GIVEN EXERCISE: Copy every line of the entries below that contains the word "logo".

THE DATA:
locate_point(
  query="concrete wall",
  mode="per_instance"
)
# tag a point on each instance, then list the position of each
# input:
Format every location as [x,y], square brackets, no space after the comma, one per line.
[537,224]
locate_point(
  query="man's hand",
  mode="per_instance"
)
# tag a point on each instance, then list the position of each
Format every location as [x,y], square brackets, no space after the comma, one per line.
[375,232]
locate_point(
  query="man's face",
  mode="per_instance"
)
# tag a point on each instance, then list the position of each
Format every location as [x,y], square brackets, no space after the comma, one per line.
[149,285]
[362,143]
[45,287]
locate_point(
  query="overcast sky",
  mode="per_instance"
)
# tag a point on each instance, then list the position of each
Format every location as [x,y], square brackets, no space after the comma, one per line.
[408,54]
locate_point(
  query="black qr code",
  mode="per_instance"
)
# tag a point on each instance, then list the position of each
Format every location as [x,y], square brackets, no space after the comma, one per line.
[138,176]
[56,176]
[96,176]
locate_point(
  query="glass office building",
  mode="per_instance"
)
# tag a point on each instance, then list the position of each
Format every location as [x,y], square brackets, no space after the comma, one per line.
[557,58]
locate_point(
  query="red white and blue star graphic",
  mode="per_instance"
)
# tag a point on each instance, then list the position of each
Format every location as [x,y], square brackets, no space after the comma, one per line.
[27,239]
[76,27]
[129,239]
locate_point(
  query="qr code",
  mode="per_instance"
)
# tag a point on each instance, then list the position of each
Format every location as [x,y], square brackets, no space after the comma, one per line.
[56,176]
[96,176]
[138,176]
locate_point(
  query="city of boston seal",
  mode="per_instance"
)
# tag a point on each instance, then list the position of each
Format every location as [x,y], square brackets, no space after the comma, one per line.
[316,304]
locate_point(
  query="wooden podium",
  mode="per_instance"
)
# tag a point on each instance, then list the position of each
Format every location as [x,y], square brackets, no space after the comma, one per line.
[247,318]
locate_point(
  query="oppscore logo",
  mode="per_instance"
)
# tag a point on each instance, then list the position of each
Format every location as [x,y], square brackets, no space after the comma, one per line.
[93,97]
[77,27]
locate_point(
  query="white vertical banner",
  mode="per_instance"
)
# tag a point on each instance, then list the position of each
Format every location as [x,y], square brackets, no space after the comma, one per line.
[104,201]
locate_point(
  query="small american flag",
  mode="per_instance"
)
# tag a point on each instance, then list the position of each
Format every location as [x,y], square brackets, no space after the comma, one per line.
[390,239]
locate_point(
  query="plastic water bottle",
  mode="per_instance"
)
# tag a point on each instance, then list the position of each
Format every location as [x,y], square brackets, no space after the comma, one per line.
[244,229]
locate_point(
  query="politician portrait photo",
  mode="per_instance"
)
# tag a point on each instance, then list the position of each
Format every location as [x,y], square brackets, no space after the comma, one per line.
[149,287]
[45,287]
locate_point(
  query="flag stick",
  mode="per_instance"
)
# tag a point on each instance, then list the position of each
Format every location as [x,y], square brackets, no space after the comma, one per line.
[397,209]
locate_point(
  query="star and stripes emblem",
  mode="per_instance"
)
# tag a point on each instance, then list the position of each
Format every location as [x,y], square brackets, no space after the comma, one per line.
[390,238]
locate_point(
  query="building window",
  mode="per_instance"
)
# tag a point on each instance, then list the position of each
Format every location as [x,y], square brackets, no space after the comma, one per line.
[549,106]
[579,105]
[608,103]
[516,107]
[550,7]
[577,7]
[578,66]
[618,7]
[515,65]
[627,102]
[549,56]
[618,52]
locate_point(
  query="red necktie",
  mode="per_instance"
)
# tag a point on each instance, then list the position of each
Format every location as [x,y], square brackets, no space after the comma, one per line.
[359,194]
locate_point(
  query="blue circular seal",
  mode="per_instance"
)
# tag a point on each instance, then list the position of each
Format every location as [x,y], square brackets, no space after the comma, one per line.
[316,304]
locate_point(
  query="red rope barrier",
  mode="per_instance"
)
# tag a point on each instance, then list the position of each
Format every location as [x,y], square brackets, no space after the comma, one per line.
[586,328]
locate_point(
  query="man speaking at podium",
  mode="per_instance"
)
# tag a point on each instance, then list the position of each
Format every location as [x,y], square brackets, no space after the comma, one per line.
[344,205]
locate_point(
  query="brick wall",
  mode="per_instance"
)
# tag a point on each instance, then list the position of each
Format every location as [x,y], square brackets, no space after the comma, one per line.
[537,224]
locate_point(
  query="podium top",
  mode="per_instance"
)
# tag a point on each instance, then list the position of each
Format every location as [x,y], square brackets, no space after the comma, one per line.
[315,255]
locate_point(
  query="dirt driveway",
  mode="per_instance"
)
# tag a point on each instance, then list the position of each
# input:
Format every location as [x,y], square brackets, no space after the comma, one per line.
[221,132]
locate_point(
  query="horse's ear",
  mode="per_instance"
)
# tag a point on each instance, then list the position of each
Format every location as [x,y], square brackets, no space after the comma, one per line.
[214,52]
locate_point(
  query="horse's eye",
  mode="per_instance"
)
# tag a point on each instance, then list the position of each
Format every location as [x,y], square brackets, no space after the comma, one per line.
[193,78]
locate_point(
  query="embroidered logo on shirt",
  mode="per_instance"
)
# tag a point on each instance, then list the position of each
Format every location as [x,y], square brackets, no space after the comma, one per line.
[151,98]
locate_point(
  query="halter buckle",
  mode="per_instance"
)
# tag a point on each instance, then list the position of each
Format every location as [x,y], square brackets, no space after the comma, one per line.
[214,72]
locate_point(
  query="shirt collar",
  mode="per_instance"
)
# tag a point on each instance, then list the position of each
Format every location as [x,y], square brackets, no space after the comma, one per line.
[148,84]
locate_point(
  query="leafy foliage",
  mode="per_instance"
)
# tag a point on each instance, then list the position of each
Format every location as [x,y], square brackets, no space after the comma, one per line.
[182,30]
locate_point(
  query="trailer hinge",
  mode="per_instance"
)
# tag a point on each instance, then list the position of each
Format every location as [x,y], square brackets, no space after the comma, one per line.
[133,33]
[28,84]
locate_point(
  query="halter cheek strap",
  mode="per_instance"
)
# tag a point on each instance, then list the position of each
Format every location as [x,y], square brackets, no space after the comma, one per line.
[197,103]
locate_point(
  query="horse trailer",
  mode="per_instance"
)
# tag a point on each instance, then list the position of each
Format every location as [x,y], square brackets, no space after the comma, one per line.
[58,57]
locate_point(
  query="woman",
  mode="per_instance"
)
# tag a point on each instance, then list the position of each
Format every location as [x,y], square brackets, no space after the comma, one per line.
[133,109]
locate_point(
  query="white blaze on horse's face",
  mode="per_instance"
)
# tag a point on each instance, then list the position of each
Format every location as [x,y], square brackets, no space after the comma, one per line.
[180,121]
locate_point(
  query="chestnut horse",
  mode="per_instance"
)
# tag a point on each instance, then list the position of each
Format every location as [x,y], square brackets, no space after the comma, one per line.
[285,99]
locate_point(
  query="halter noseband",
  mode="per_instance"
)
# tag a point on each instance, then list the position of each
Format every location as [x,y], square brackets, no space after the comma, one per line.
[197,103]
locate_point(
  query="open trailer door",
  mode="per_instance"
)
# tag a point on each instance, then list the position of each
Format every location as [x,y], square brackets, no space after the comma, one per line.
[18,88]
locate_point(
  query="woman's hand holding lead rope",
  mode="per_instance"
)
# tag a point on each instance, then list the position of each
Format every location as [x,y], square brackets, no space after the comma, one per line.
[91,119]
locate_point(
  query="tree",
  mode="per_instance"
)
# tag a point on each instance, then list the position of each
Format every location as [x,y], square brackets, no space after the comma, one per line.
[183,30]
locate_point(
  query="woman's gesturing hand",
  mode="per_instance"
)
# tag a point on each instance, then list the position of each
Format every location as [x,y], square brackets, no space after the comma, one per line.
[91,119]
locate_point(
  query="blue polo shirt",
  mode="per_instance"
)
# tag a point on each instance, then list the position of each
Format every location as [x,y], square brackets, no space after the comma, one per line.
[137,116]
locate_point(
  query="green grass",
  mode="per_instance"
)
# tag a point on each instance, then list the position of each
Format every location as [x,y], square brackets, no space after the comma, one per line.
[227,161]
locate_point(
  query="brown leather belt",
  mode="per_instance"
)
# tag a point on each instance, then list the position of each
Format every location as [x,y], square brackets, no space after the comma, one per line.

SOLUTION:
  query="oppscore logo",
  query="embroidered logo on shirt",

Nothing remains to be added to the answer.